After nearly 13 hours of bitter exchanges on Day 2 of the Senate impeachment trial, Chief Justice John Roberts, in measured tones, urged House managers and White House lawyers to choose better words.
“I think it is appropriate at this point for me to admonish both the House managers and the president’s counsel in equal terms to remember that they are addressing the world’s greatest deliberative body. One reason it has earned that title is because its members avoid speaking in a manner and using language that is not conducive to civil discourse…. I do think that those addressing the Senate should remember where they are.”
If you weren’t required to watch these proceedings long into the evening, as are 100 US senators, you might have missed the chief justice’s statement and the searing personal attacks leading up to it. House managers hurled toxic terms — corrupt, treacherous, indefensible, shameful, liar — not just at the president but also at GOP senators deemed likely to acquit him. The president’s lawyers rebuked House managers scornfully, by name, and even to their faces — a breach of Senate decorum. Closing in on 1 a.m., the chief justice chose to admonish both sides, “in equal terms.”
Some accounts of his statement omit the last line: “…those addressing the Senate should remember where they are.” It’s hard to stand in the US Senate and not notice the gravitas in all that history, marble, and gilt. Senators often invoke this sense of place to ease partisan tensions.
On Dec. 20, 1995, Robert C. Byrd, a longtime Democratic leader, storied orator and self-taught Senate historian, took to the Senate floor to rebuke a freshman GOP senator who had referred to President Clinton during a budget debate as “this guy.” The president and other senators are “not going to tell the truth,” he added. In January of that year, Republicans had taken back control of the House for the first time in 40 years. The shock and awe of that win sharply increased partisan conflict in both bodies.
“Can we no longer engage in reasoned, even intense, partisan exchanges in the Senate without imputing evil motives to other senators, without castigating the personal integrity of our colleagues? Such utterly reckless statements can only poison the waters of the well of mutual respect and comity which must prevail in this body if our two political parties are to work together in the best interests of the people whom we serve,.

[Data extracted from a collection]
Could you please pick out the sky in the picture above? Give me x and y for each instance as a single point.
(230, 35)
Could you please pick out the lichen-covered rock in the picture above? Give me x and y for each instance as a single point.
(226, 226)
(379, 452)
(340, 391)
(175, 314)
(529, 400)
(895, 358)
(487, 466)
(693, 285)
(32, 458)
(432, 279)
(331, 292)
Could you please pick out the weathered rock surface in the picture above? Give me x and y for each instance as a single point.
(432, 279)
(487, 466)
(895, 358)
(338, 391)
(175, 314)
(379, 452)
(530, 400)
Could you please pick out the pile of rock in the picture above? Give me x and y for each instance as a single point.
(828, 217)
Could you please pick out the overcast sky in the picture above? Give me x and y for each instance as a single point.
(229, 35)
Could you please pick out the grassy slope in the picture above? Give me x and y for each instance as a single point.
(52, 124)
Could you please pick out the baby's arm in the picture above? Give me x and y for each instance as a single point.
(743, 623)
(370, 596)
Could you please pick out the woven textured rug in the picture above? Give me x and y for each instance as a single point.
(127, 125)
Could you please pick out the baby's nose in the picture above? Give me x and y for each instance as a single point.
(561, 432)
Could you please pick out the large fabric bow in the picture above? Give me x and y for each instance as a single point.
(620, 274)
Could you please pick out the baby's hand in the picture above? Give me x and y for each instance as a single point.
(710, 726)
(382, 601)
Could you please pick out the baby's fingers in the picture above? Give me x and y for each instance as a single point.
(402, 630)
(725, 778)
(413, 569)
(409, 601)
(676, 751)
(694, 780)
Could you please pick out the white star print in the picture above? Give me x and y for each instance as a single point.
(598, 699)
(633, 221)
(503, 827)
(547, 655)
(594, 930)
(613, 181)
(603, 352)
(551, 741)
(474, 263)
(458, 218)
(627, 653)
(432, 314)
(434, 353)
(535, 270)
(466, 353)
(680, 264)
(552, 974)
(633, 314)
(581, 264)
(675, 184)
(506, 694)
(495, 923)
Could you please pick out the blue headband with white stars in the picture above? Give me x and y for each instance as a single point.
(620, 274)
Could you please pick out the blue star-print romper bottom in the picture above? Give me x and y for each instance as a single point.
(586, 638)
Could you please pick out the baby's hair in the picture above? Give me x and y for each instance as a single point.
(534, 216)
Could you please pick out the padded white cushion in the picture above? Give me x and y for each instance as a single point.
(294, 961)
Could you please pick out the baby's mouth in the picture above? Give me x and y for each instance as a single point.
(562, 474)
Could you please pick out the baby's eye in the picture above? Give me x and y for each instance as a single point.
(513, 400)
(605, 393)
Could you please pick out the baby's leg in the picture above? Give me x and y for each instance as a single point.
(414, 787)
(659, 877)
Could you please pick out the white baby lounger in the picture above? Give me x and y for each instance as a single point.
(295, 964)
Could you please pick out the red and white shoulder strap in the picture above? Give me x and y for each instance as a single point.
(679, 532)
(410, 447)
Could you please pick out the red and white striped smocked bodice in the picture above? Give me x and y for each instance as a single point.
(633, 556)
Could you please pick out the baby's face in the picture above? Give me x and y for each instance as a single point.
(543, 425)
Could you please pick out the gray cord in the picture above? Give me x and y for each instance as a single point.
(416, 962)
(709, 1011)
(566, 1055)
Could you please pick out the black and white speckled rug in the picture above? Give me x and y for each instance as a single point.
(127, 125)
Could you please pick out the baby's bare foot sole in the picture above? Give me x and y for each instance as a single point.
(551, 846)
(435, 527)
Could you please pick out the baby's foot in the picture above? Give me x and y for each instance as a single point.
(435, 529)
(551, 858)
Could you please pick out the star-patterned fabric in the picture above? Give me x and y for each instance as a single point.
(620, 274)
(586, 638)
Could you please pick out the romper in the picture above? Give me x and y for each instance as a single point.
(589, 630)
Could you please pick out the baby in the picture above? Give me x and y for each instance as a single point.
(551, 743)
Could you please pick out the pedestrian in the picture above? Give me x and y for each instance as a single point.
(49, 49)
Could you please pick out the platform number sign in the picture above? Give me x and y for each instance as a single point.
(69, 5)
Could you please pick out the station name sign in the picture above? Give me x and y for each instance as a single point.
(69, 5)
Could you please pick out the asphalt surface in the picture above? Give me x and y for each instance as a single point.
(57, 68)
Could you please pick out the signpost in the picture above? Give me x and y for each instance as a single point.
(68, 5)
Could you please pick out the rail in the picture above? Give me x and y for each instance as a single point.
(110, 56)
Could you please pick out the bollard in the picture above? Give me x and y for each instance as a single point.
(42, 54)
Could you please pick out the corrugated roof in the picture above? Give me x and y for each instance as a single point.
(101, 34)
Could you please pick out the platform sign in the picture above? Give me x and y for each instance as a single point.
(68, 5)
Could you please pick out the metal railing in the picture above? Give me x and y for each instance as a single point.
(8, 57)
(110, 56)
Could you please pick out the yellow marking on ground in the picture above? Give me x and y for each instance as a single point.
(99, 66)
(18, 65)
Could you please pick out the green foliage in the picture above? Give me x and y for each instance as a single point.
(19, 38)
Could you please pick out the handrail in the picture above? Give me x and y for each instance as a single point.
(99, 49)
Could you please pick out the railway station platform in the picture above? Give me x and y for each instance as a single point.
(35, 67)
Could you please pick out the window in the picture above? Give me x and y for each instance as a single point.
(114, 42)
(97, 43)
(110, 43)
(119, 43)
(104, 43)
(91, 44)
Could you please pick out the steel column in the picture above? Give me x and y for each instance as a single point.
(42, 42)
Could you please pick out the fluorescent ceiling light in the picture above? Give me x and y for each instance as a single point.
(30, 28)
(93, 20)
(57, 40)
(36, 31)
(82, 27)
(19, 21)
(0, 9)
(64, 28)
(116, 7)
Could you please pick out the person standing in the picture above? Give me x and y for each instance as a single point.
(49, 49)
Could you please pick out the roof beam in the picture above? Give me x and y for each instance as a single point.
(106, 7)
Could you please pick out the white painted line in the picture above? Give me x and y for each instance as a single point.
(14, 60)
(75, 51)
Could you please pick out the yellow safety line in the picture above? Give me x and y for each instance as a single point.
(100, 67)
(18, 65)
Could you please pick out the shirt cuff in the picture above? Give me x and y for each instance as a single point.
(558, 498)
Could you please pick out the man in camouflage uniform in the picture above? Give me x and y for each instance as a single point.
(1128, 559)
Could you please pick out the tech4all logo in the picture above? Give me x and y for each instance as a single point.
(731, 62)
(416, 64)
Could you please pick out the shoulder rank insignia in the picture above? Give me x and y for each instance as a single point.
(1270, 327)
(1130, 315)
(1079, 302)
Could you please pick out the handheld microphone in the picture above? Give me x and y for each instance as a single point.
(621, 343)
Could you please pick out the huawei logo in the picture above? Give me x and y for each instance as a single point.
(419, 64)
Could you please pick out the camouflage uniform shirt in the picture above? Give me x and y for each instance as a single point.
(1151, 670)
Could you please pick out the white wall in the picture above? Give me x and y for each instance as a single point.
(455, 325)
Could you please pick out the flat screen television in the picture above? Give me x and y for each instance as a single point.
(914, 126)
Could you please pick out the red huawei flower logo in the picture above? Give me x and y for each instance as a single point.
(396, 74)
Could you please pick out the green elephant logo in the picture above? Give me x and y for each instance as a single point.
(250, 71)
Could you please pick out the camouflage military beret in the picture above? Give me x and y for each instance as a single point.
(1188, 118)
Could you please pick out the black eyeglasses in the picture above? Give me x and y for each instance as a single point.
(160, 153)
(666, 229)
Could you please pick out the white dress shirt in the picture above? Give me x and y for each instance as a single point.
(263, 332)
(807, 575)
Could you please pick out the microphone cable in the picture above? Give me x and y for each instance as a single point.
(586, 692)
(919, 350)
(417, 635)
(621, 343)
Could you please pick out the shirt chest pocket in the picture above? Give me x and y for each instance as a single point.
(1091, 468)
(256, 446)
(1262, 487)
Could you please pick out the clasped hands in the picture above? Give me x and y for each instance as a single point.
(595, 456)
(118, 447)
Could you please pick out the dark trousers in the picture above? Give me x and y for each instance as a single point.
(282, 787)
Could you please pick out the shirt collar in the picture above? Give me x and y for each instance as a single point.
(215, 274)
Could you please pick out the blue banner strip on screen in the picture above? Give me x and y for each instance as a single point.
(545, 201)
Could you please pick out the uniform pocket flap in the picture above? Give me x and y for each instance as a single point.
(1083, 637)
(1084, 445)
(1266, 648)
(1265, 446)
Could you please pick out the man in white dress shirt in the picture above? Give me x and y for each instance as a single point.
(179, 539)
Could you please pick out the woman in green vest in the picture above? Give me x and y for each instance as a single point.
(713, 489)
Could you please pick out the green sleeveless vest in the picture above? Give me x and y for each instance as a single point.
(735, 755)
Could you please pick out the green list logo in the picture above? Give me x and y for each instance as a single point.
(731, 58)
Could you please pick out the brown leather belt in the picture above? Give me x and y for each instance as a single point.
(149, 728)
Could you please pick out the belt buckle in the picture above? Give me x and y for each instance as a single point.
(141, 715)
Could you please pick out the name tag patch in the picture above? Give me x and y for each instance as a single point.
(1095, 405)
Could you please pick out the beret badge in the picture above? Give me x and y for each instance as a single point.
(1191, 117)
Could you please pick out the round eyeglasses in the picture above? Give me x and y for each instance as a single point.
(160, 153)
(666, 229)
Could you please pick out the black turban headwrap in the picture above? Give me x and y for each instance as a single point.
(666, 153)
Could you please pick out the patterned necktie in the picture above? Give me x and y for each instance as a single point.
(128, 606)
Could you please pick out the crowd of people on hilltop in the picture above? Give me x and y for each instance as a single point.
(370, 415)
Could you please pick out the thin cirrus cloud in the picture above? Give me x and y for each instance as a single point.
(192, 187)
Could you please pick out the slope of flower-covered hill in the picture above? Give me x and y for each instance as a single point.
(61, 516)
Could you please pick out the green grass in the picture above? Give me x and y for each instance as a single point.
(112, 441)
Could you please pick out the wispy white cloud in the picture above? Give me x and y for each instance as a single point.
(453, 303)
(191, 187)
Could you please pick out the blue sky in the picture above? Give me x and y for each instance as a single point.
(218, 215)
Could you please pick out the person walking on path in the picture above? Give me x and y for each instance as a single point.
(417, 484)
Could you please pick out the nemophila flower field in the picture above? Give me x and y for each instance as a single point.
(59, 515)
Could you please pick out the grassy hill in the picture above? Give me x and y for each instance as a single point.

→ Work to be completed
In the article on Senate decorum above, copy everything from "Some accounts of" down to "in both bodies.".

→ Task response
Some accounts of his statement omit the last line: “…those addressing the Senate should remember where they are.” It’s hard to stand in the US Senate and not notice the gravitas in all that history, marble, and gilt. Senators often invoke this sense of place to ease partisan tensions.
On Dec. 20, 1995, Robert C. Byrd, a longtime Democratic leader, storied orator and self-taught Senate historian, took to the Senate floor to rebuke a freshman GOP senator who had referred to President Clinton during a budget debate as “this guy.” The president and other senators are “not going to tell the truth,” he added. In January of that year, Republicans had taken back control of the House for the first time in 40 years. The shock and awe of that win sharply increased partisan conflict in both bodies.